──────── EXTRACT PROVIDED ────────
# Why won't my CRS eggs hatch (See 2 babies)?



## waynet (Apr 22, 2010)

I have about 8 pregnant CRS that have been carrying eggs for over 1 month now. Temperature 24C.

Strange I don't see the eggs hatch.

The CRS are still carrying the eggs.

What is the reason?

Thanks

Wayne.


----------



## Petah (Dec 19, 2010)

I know for yellow shrimps, it can take 4-6 weeks. Maybe they will hatch in the next couple of weeks?


----------



## kam yiu (Apr 27, 2010)

I think they need more oxygen and temperature is 25c is better.


----------



## wsl (Apr 21, 2010)

I think you just need to wait a little longer. My CRS carry their eggs for around 5 weeks I believe.


----------



## waynet (Apr 22, 2010)

*Why won't my CRS eggs hatch (added pics)?*

Thanks for the advice.

Temperature at 24C. Now moved up 1C to 25C. Also, I have a huge sponge filter and an external filter. So plenty of oxygen.

Could it be some eggs are not really fertilized? Read on a few website, people say only fertilized eggs are in the belly.

Pictures of pregnant CRS (belly engorged). Almost 6 weeks.

Wayne.


----------



## waynet (Apr 22, 2010)

*My Crystal Red Shrimp finally hatched (two 2 babies)*

Only two babies from 8 pregnant shrimps.

I am just feeding them some baby Shirakura shrimp food. I hope they eat them.


----------



## kam yiu (Apr 27, 2010)

no need to feed them ,baby shrimp eat the algae 。


----------
────────
== DESCRIPTION OF THE TASK ==
From the thread about crystal red shrimp eggs, write out the stretch from "# Why won't" through "carrying the eggs.", word for word. The entries that follow have nothing to do with the shrimp thread.
──────── EXTRACTED DATA ────────
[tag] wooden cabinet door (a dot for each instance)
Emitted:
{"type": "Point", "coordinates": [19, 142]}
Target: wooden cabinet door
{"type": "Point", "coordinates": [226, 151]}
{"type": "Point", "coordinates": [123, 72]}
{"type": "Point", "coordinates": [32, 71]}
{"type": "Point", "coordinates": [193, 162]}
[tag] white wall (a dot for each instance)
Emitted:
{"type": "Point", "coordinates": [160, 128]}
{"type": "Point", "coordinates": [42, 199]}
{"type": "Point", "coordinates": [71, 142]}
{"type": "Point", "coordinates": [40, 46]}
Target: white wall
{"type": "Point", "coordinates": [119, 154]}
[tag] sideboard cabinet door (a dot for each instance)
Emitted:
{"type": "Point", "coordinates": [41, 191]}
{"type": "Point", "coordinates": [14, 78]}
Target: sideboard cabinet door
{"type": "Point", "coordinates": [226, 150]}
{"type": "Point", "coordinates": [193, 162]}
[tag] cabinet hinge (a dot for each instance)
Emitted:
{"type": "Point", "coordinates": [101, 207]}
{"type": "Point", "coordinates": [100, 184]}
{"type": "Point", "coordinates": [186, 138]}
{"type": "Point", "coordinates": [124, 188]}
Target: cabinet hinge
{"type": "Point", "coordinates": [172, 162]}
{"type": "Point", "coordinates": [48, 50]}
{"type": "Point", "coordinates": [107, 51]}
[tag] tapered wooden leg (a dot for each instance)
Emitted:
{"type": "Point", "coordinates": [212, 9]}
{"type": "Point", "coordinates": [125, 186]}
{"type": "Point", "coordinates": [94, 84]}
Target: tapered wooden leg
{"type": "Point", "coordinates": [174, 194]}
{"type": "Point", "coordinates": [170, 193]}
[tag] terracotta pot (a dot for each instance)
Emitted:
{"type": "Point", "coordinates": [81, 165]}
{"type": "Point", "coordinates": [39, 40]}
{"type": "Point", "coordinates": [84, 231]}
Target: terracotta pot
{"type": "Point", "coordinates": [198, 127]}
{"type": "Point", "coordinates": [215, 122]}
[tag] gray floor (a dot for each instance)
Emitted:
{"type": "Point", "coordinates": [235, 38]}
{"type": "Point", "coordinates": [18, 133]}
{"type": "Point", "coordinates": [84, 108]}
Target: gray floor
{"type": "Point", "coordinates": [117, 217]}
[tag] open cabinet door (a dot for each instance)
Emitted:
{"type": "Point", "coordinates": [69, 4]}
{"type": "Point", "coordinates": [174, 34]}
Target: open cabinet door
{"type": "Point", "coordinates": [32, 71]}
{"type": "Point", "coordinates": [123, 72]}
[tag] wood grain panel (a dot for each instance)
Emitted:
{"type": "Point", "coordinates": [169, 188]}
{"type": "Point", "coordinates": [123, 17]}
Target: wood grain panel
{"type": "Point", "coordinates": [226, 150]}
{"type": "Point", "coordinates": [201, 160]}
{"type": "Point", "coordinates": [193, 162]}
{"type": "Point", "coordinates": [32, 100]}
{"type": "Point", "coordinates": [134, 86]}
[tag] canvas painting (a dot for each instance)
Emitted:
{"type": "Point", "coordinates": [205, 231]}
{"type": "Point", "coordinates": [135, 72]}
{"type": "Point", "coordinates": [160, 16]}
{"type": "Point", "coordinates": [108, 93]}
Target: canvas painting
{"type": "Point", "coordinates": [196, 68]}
────────
== TASK OUTPUT ==
# Why won't my CRS eggs hatch (See 2 babies)?



## waynet (Apr 22, 2010)

I have about 8 pregnant CRS that have been carrying eggs for over 1 month now. Temperature 24C.

Strange I don't see the eggs hatch.

The CRS are still carrying the eggs.